Records from a dataset
Segment Open
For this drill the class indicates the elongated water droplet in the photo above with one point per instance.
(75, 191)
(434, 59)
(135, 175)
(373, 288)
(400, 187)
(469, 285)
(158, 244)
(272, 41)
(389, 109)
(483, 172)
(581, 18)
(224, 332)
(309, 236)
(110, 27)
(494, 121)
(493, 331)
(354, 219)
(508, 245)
Segment Closed
* **ABOUT THIS EXERCISE**: Each entry above has to be duplicated exactly as it stands.

* **EXPECTED ANSWER**:
For this drill the class indicates the elongated water droplet in the photo above with one point per instance.
(75, 191)
(434, 59)
(135, 175)
(373, 288)
(400, 187)
(469, 285)
(158, 244)
(272, 41)
(389, 109)
(483, 172)
(581, 18)
(224, 332)
(309, 236)
(110, 27)
(494, 121)
(493, 331)
(354, 219)
(508, 245)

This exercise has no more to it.